====== RECORDS FOR THE TASK

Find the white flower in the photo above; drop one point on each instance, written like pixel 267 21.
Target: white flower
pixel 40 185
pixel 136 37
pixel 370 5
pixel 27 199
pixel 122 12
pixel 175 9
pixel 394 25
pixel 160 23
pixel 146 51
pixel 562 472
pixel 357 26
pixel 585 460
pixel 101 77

============

→ **ABOUT THIS TASK**
With no alteration of any kind, give the data again in full.

→ **EXERCISE RESPONSE**
Find the white flower in the photo above; drop one point on each instance, written like pixel 267 21.
Target: white flower
pixel 40 185
pixel 136 37
pixel 370 5
pixel 27 199
pixel 122 12
pixel 175 9
pixel 394 25
pixel 160 23
pixel 146 51
pixel 562 472
pixel 357 26
pixel 585 460
pixel 101 77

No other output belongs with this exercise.